Exercise requirements:
Exactly reproduce the line that contains "mountain reflection in" and all lines after it in the entries below, through the very last line.
BEGIN Provided data
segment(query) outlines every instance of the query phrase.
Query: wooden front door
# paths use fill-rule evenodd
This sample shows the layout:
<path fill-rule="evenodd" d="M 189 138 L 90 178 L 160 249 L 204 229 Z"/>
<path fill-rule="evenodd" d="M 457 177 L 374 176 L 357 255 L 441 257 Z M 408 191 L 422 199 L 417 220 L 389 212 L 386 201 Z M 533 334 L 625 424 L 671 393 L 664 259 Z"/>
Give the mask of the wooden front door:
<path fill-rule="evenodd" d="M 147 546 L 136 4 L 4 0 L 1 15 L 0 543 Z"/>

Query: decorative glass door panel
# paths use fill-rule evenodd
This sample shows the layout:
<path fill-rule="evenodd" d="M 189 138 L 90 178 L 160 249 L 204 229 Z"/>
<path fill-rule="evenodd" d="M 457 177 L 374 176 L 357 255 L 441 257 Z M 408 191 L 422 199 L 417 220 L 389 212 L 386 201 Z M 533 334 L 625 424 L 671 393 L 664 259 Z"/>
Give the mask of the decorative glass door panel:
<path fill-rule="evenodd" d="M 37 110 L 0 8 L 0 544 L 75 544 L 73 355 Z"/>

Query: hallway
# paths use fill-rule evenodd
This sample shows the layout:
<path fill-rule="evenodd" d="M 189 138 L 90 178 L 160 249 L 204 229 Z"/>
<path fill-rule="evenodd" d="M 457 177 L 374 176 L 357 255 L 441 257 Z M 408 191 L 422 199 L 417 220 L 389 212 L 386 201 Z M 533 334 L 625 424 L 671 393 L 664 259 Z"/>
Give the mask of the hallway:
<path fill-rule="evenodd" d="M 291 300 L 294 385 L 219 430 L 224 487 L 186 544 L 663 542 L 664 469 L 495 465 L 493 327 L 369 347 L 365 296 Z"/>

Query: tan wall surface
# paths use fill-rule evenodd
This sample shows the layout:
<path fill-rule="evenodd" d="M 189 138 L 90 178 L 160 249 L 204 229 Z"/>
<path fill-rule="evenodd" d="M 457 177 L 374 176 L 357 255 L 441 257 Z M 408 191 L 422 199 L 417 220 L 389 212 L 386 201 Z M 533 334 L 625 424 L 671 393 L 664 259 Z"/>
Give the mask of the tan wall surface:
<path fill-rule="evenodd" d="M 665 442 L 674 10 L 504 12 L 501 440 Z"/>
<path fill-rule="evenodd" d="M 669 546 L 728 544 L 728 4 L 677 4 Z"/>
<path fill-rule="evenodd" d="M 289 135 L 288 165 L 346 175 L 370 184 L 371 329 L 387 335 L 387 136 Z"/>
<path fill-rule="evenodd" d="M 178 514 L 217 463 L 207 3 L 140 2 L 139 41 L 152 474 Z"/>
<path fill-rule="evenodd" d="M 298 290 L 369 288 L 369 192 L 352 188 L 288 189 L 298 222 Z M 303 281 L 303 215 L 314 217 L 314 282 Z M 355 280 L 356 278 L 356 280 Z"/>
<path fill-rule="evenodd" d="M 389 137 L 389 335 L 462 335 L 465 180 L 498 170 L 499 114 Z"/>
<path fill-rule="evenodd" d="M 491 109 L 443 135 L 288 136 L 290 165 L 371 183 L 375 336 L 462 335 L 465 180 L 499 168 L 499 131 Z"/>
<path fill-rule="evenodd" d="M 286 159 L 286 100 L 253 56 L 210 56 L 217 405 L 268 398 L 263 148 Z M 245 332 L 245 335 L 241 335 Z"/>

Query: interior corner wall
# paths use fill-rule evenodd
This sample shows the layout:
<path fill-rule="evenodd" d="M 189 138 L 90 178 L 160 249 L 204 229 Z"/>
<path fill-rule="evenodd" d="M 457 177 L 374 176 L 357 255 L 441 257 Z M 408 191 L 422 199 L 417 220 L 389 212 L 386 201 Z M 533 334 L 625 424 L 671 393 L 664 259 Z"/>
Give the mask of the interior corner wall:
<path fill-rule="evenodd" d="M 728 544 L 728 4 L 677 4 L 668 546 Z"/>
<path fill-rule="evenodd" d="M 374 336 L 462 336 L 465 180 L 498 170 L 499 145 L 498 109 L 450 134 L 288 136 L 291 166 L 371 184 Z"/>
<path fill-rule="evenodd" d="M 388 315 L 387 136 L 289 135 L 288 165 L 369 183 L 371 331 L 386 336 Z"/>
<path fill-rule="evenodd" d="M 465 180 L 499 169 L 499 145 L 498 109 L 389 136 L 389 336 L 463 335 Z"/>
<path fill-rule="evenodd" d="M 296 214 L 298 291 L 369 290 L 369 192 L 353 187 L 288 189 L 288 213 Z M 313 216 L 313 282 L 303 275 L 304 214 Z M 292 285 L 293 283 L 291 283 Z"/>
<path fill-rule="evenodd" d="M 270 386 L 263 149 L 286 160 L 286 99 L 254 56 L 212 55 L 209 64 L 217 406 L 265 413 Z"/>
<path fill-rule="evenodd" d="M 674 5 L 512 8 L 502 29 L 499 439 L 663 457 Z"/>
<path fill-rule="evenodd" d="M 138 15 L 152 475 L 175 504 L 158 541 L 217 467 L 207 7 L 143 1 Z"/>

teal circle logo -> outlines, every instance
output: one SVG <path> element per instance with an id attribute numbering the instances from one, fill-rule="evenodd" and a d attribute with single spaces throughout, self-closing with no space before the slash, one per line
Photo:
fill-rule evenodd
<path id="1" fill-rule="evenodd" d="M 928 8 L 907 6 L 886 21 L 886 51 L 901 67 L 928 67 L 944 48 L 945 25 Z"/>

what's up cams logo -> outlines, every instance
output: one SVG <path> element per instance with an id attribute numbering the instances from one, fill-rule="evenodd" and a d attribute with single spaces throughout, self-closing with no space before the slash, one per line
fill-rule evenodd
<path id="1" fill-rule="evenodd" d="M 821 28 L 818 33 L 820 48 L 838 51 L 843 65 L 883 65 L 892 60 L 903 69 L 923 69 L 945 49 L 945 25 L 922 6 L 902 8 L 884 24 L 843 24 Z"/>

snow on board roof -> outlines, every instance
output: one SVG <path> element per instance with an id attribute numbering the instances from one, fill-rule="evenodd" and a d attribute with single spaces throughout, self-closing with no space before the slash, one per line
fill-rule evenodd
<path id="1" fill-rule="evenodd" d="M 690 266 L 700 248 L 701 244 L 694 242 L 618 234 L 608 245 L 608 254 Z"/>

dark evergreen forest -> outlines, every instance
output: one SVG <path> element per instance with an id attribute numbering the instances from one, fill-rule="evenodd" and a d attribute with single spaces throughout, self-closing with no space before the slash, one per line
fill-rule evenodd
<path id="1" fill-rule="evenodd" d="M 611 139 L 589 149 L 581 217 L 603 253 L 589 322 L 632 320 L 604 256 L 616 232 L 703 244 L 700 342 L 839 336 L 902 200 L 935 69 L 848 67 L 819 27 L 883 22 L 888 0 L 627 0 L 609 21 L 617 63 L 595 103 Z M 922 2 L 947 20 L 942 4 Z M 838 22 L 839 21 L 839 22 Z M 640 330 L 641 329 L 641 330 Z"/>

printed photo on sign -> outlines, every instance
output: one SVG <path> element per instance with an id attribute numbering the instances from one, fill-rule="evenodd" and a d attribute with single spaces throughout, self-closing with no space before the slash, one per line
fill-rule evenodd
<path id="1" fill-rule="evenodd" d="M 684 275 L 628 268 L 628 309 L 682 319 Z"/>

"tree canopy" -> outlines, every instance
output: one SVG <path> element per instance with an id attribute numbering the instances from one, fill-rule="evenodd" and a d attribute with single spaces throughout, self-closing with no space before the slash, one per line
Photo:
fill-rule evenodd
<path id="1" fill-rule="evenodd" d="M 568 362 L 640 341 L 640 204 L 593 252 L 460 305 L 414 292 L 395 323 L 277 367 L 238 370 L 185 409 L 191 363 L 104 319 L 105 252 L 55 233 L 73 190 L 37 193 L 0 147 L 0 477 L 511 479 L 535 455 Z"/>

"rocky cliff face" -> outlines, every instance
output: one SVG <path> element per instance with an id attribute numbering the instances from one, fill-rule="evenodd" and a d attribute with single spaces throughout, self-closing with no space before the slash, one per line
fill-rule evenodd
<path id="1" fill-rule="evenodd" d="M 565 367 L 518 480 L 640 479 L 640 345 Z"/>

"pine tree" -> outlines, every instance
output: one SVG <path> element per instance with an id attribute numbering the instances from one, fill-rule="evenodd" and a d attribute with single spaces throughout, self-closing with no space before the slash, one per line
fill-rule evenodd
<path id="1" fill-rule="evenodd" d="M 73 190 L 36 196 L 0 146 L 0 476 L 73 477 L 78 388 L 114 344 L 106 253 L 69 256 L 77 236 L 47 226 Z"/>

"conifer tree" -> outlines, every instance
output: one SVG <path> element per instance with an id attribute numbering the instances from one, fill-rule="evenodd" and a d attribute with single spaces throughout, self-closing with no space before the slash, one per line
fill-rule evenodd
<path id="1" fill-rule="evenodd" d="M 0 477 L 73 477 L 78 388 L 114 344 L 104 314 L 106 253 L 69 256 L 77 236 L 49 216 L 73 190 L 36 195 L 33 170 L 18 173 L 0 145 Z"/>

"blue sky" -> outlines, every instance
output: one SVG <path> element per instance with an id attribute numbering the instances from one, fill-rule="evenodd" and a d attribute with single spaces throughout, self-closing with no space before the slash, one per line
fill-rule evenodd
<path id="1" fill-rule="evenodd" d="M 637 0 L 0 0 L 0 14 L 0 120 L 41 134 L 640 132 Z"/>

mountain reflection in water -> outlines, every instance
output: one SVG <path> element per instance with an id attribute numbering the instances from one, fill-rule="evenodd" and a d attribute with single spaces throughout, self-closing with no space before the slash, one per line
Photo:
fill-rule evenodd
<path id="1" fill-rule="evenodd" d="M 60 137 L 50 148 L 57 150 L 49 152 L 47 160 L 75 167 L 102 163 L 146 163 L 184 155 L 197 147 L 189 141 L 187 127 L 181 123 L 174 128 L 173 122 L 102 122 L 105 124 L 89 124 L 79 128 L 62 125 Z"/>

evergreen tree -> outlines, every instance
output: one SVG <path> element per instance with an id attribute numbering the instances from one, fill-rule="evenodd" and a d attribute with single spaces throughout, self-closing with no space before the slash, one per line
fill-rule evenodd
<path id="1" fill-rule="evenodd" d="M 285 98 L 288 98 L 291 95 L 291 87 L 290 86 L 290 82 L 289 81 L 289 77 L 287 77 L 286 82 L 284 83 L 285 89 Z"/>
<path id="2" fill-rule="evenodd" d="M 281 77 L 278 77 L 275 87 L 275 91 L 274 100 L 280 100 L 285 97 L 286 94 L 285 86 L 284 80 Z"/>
END Provided data
Exercise answer:
mountain reflection in water -> outlines, every instance
output: one SVG <path> element per instance with an id attribute numbering the instances from one, fill-rule="evenodd" and a d attribute with single spaces throughout, self-closing with no space before the slash, one per line
Photo:
fill-rule evenodd
<path id="1" fill-rule="evenodd" d="M 60 137 L 50 148 L 57 150 L 49 152 L 47 160 L 75 167 L 102 163 L 146 163 L 184 155 L 197 147 L 189 141 L 187 127 L 181 123 L 174 128 L 173 122 L 102 122 L 105 124 L 89 124 L 79 128 L 62 125 Z"/>

evergreen tree -> outlines, every instance
output: one SVG <path> element per instance with an id attribute numbering the instances from one, fill-rule="evenodd" and a d attribute with single spaces throughout, self-closing with no space before the slash, one per line
fill-rule evenodd
<path id="1" fill-rule="evenodd" d="M 285 98 L 288 98 L 291 95 L 291 87 L 290 86 L 290 82 L 289 81 L 289 77 L 287 77 L 286 82 L 284 83 L 285 89 Z"/>
<path id="2" fill-rule="evenodd" d="M 281 77 L 278 77 L 275 87 L 275 91 L 274 100 L 280 100 L 285 97 L 286 94 L 285 86 L 284 80 Z"/>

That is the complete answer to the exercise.